It's Anti-War Radio.
I'm Scott Horton.
Our next guest is Dr. Brian Phillips.
He's a history, philosophy, and rhetoric teacher and serves as the pastor of Holy Trinity Reformed Church in Concord, North Carolina.
Can read him at Truth and Culture, which is, if I hover over it, truthandculture.wordpress.com.
And also, he's been writing for antiwar.com, five or six of them now, original.antiwar.com/B Phillips.
Today's piece is called The Imperial Boomerang Returns.
Welcome to the show, sir.
How are you doing?
Oh, doing very well.
Thank you for having me.
Well, I'm very happy to have you here.
And I've been very happy to read your writings for antiwar.com lately.
Please keep it up.
Oh, absolutely.
I plan on it.
I really like it.
First of all, I want to talk about today's piece, The Imperial Boomerang.
What's that?
Well, essentially, the piece addresses some of the tools that have been used by the U.S. military abroad and how some of those tools are now coming back and essentially being used in what I would call imposing tyranny on the United States.
In other words, it's based on a quote from James Madison, which, you know, as a history teacher, I spent a good bit of time with the Founding Fathers anyway.
And essentially, what Madison warned us about is that the means of defense that we use against foreign danger, quote unquote, will eventually become the tools of tyranny at home.
And I think we're finding that to be true.
What's going on with some of our military actions in Iraq are now being and the drone attacks in Yemen are now threatening really to be used against us in the United States.
And the document essentially, or I'm sorry, the article essentially documents cases where you've had drug raids by the DEA, you've had warrants that are being served by police departments, and they break in and kill innocent people.
And the article documents five or six of those.
And this is the same kind of thing that's going on in Iraq and has been going on in Iraq for years now.
In the home raids that have been documented on video, the tragic deaths that have occurred because of that.
And so documents that and then of course, the drone attacks in Yemen and the frightening developments of how drones are actually being used now by police departments in the United States.

→ **INFORMATION GIVEN**
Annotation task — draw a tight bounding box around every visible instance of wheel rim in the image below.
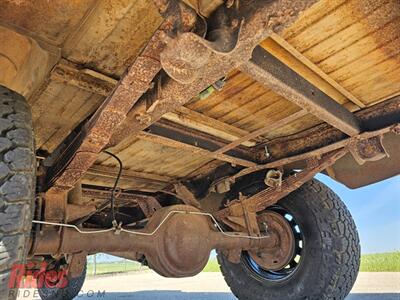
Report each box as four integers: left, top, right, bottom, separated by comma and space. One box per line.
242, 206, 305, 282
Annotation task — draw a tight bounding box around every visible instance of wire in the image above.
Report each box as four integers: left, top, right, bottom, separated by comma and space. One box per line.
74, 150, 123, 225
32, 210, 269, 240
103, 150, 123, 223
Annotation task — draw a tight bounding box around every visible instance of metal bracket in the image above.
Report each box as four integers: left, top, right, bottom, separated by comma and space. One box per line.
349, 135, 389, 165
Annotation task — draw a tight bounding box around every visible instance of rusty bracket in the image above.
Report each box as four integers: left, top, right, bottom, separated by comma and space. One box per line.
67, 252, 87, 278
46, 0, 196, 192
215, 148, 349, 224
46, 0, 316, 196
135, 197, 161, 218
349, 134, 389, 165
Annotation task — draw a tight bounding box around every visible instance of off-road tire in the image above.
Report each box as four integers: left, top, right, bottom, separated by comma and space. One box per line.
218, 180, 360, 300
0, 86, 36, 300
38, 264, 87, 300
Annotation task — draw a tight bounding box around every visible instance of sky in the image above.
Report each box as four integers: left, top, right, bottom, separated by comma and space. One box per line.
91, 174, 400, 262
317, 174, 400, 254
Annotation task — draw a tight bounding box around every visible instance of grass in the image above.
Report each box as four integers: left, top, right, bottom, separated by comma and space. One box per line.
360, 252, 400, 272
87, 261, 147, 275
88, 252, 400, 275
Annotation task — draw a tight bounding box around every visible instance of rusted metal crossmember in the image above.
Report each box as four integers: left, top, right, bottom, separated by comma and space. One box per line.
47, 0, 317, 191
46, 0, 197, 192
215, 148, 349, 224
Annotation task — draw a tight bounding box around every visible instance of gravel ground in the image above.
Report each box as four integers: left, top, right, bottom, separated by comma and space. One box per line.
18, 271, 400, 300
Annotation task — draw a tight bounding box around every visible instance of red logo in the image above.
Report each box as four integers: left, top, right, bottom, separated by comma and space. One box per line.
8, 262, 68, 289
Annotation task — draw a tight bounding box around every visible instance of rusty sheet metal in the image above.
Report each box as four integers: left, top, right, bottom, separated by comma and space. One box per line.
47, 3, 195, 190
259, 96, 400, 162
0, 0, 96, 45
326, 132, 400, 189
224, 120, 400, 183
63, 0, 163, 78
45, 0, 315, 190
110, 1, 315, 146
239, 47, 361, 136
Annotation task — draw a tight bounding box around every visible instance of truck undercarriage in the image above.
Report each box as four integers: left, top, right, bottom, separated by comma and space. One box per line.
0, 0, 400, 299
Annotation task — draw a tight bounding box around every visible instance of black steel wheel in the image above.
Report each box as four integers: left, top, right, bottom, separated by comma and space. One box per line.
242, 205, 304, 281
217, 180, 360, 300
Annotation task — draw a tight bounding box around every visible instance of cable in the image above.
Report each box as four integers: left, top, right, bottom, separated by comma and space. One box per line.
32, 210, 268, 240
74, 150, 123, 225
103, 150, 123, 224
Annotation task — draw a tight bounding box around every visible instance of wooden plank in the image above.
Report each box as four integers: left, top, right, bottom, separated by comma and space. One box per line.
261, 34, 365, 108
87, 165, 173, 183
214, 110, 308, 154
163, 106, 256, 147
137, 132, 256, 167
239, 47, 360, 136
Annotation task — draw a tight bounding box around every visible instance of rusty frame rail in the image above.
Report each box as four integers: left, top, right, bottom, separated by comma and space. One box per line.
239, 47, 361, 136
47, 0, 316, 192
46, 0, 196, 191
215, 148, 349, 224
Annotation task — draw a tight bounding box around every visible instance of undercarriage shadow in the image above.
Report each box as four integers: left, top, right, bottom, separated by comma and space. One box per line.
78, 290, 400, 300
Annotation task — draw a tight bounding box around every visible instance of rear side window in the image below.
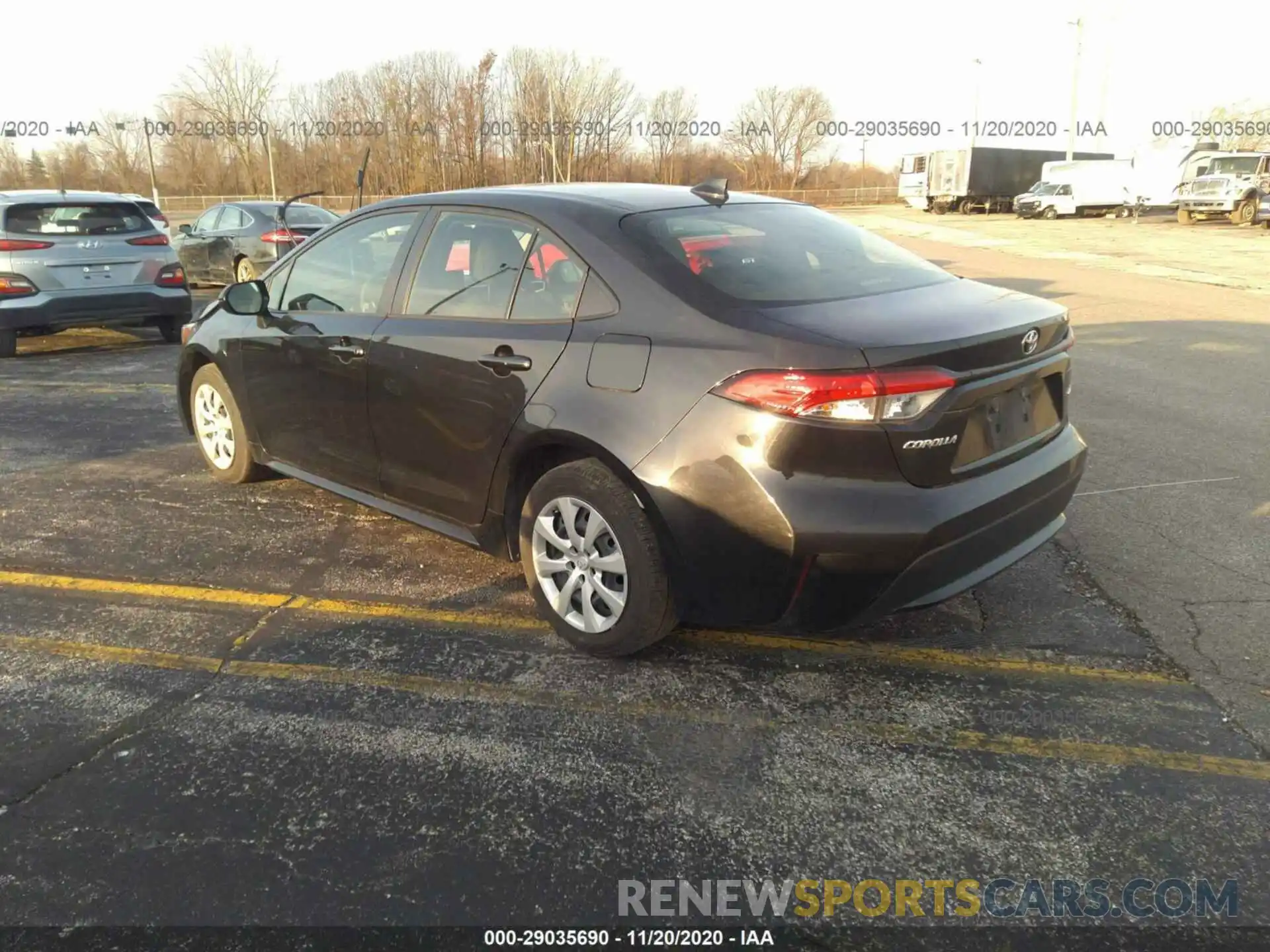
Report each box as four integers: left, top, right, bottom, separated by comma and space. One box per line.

→ **WRITTEN REQUEST 1**
In the radio interview transcript, where is the church that Brian Phillips serves as pastor?
→ **WRITTEN REQUEST 2**
List every subject that the radio interview transcript says Brian Phillips teaches.

→ **OUTPUT 1**
Concord, North Carolina

→ **OUTPUT 2**
History, philosophy, rhetoric